- [THE EXERCISE]: Extract each line from the rows below that contains the word "meadow", copying every such line in full.
— start RECORDED DATA —
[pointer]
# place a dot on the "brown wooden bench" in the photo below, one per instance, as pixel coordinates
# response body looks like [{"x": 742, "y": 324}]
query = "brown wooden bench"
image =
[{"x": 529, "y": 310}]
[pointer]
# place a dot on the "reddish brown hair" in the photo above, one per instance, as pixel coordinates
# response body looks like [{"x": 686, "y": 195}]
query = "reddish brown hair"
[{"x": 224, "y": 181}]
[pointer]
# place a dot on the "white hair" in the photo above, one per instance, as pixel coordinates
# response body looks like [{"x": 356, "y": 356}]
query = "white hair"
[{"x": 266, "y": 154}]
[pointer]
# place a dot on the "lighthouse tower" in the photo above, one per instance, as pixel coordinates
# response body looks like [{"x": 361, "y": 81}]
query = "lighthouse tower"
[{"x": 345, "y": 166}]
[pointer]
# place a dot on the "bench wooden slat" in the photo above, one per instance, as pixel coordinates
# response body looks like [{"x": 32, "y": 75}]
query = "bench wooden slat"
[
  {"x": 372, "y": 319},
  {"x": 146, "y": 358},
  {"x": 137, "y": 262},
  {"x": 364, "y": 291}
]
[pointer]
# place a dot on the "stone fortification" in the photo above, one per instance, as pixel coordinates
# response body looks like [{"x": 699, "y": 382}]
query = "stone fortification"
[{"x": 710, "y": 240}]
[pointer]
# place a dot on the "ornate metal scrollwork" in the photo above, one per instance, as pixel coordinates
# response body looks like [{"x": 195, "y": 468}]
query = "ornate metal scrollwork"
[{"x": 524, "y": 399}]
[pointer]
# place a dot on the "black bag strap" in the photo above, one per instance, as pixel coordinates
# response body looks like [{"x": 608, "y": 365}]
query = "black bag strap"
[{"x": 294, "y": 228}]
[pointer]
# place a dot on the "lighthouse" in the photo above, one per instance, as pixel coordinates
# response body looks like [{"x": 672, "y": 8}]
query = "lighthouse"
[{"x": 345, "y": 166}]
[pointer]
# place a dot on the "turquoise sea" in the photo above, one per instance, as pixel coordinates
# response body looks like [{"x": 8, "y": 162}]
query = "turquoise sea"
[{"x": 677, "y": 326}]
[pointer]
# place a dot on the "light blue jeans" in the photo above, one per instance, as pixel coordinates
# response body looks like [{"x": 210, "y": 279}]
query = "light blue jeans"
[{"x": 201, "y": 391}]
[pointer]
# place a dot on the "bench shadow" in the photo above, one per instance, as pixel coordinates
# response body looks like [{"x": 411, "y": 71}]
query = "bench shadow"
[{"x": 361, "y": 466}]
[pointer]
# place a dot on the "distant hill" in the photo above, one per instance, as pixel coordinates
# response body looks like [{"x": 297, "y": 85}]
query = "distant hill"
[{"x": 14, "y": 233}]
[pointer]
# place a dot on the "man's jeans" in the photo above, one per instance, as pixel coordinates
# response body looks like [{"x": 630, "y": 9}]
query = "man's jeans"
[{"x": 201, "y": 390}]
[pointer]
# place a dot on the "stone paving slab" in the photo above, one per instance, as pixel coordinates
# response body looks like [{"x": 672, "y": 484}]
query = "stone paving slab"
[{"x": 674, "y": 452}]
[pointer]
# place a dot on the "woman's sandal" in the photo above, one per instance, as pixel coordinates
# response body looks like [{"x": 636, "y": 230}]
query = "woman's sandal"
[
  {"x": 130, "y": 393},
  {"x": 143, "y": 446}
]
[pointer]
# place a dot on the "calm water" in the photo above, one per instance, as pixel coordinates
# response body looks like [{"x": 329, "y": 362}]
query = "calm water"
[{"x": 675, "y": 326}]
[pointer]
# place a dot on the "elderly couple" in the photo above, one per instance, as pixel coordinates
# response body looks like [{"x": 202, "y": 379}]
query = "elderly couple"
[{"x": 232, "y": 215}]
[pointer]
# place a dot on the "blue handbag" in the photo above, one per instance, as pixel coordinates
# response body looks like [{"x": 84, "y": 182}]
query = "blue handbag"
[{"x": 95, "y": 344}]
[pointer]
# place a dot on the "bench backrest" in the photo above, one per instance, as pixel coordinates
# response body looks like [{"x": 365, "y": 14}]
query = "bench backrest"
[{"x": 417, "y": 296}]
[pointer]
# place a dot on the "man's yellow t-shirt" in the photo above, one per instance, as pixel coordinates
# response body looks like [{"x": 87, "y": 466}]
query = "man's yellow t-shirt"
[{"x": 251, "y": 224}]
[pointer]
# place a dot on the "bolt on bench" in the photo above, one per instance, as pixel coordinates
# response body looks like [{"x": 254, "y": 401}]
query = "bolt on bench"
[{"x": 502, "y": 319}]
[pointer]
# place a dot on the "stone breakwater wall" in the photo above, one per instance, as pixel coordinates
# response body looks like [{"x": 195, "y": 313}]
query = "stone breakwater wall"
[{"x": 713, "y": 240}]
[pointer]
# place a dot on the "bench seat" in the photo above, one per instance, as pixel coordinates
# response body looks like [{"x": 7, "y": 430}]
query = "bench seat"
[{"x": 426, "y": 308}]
— end RECORDED DATA —
— start RECORDED DATA —
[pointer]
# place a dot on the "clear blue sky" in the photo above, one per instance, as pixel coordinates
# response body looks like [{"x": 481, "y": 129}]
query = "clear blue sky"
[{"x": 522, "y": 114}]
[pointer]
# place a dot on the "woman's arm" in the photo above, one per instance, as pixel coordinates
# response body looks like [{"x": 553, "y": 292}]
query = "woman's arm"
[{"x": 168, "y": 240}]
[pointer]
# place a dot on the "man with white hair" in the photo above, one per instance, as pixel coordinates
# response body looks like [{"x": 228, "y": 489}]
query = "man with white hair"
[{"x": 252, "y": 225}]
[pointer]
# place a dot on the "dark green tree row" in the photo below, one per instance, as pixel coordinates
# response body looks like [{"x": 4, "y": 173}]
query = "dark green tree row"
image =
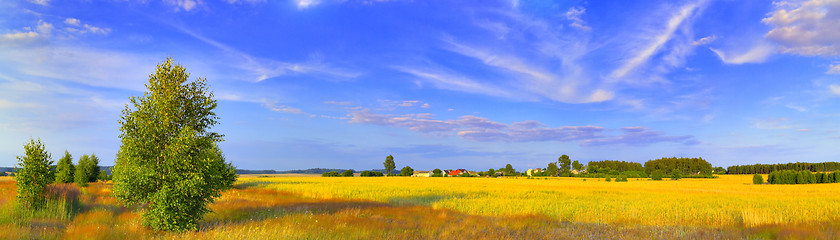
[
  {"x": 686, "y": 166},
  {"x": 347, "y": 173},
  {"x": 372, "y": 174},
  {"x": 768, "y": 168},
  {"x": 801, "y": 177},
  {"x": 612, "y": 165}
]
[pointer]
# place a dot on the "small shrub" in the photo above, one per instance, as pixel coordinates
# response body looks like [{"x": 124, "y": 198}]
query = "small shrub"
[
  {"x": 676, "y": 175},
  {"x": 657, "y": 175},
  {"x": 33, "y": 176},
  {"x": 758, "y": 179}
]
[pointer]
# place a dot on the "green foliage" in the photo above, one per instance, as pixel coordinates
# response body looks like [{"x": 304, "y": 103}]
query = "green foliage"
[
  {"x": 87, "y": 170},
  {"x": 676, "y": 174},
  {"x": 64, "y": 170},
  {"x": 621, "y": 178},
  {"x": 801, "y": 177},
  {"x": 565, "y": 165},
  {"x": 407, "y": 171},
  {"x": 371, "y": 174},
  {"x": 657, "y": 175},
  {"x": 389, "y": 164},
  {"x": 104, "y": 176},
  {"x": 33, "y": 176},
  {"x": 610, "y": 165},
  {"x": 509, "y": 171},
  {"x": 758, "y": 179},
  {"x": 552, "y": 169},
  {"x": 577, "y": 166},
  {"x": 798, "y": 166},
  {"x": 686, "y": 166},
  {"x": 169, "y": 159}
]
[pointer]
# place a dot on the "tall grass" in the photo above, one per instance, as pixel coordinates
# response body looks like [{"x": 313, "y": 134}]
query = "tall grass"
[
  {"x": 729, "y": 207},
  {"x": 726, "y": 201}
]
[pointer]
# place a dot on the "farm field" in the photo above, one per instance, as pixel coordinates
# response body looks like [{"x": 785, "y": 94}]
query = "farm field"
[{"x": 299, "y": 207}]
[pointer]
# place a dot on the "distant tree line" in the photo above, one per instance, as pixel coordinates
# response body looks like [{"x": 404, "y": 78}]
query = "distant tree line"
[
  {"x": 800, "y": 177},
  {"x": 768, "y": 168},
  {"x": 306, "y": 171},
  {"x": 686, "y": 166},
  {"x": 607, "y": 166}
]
— end RECORDED DATA —
— start RECORDED DATA —
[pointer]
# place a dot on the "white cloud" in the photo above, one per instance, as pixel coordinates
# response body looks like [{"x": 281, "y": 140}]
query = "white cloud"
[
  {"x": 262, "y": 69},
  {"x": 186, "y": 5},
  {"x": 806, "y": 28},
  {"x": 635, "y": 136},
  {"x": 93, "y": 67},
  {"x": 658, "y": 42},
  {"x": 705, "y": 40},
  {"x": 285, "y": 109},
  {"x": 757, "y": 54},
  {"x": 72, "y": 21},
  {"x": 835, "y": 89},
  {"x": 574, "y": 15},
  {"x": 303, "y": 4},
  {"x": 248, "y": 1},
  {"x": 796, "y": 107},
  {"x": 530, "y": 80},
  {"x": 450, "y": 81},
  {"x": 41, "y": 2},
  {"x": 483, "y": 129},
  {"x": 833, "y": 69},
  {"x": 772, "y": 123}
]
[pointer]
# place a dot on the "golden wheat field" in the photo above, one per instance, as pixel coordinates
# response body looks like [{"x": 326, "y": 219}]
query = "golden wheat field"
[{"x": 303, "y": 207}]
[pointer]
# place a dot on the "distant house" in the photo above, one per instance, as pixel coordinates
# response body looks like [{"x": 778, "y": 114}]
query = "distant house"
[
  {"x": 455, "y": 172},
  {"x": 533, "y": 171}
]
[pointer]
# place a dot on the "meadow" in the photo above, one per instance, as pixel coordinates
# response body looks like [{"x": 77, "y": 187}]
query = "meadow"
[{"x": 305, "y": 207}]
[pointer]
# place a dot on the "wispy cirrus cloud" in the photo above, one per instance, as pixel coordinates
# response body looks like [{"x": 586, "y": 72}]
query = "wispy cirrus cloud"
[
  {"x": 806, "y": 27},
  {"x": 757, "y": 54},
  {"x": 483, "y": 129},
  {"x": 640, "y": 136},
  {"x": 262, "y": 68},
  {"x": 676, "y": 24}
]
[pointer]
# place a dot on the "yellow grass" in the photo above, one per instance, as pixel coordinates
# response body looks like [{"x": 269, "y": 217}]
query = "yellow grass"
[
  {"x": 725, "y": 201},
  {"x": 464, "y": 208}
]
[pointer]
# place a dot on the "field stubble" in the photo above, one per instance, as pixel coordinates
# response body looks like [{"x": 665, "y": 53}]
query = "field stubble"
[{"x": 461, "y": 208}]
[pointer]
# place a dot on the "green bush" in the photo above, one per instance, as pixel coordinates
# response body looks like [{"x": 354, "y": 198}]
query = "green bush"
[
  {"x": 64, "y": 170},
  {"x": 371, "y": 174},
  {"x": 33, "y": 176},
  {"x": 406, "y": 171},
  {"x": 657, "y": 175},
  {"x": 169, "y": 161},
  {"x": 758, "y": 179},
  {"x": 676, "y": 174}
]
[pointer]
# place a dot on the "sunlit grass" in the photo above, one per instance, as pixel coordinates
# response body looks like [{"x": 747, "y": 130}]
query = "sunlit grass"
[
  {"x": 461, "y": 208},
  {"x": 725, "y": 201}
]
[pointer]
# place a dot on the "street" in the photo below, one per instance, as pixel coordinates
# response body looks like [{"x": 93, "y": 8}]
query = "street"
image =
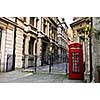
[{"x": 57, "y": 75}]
— end RECORDED DATA —
- [EXERCISE ANSWER]:
# place a dot on the "meadow" in the photo above, one per instance, as pixel coordinates
query = "meadow"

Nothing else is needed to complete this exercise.